Tekst do przeczytania:

____________________

Podczas ostatniego w tym roku posiedzenia sejmowej Komisji Kultury Fizycznej, Sportu i Turystyki pojawił się poseł Jacek Niedźwiedzki, który przedstawił ciężki zarzut wobec zarządu Polskiego Związku Badmintona. Skomentował również sukcesy polskich badmintonistów i …wprowadził wszystkich w błąd. Celowo?
Podczas ostatniego posiedzenia sejmowej komisji wiceminister Piotr Borys przedstawił informację na temat wyników kontroli ministerstwa w polskich związkach sportowych w latach 2019-2024. Była również mowa o badmintonie i kontroli w Polskim Związku Badmintona. W dyskusji wzięło udział kilku posłów. Jednym z nich był również Jacek Niedźwiedzki, dziś poseł Platformy Obywatelskiej, a kiedyś badmintonista, zdobywca pięciu tytułów indywidualnego mistrza Polski w singlu, również trener reprezentacji juniorów w trzech krajach.
– Kontrolować związki sportowe trzeba, bo dysponują środkami publicznymi. I to nie podlega żadnej dyskusji, że trzeba kontrolować wydatkowanie środków publicznych. Natomiast są takie związki sportowe, które są kontrolowane w sposób permanentny, nieustannie. I takim przykładem jest Polski Związek Badmintona – mówił po wystąpieniu wiceministra poseł Zbigniew Dolata z PiS, przewodniczący sejmowego zespołu do spraw promocji badmintona. – Nowy rząd i nowe kierownictwo ministerstwa sportu postanowiło zniszczyć w ogóle badminton w Polsce i kontrole ministerialne z naszego związku nie wychodzą – kontynuował Dolata.

____________________

Fragment danych:
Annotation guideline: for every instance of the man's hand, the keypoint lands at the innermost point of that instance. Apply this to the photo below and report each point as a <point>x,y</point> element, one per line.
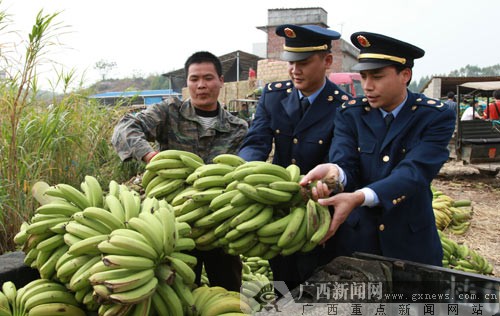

____________________

Przepisz dokładnie fragment tekstu o kontroli w Polskim Związku Badmintona, zaczynając od słów „Podczas ostatniego posiedzenia” i kończąc na słowach „w trzech krajach.”. Listing pochodzi z innego źródła niż tekst.

Podczas ostatniego posiedzenia sejmowej komisji wiceminister Piotr Borys przedstawił informację na temat wyników kontroli ministerstwa w polskich związkach sportowych w latach 2019-2024. Była również mowa o badmintonie i kontroli w Polskim Związku Badmintona. W dyskusji wzięło udział kilku posłów. Jednym z nich był również Jacek Niedźwiedzki, dziś poseł Platformy Obywatelskiej, a kiedyś badmintonista, zdobywca pięciu tytułów indywidualnego mistrza Polski w singlu, również trener reprezentacji juniorów w trzech krajach.